*WHAT TO WORK ON*
Which lines in the records below contain the word "wooden"? Extract each of those lines in full.

*INFORMATION GIVEN*
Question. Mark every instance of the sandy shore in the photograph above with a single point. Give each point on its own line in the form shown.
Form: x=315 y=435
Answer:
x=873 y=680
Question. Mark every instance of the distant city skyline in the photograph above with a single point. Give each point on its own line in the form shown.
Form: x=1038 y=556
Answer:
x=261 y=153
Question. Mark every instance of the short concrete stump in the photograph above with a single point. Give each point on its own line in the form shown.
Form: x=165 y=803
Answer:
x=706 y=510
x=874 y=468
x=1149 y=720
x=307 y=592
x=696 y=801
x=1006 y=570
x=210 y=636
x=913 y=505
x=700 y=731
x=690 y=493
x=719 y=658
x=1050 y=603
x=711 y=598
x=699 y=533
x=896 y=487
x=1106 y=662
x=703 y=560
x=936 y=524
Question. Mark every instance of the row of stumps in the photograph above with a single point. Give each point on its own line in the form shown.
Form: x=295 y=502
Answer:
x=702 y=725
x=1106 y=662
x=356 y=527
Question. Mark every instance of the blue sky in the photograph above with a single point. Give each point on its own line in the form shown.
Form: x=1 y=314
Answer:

--

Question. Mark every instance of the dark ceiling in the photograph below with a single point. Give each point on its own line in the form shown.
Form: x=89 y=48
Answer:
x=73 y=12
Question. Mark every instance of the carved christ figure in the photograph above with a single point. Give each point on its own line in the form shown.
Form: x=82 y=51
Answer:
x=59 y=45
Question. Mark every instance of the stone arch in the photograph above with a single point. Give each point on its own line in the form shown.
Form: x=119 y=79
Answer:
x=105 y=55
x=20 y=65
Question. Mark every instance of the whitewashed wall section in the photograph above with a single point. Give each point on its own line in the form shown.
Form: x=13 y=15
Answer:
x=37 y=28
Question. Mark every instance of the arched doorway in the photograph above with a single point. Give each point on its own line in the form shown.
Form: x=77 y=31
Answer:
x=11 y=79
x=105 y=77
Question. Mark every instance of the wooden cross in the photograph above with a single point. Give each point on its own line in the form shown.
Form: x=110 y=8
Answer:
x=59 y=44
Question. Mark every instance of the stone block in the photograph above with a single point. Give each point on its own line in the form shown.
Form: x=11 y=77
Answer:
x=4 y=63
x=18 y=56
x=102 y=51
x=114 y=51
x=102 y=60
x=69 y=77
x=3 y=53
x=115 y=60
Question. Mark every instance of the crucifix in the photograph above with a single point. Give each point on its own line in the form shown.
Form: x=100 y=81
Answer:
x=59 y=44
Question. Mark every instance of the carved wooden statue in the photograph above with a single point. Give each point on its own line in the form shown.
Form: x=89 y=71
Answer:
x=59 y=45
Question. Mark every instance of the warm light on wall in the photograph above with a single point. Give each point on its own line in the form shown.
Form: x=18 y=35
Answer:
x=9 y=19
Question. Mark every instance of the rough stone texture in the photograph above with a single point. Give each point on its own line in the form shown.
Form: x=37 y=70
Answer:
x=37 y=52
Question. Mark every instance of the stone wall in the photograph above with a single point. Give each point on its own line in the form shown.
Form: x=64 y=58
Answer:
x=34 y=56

*ANSWER*
Question. Mark every instance of the wooden cross in the photograph above with a single point. Give each point on its own line in the form shown.
Question. Mark every instance of the carved wooden statue in the photograph above with a single point. Give each point on its own line in the form shown.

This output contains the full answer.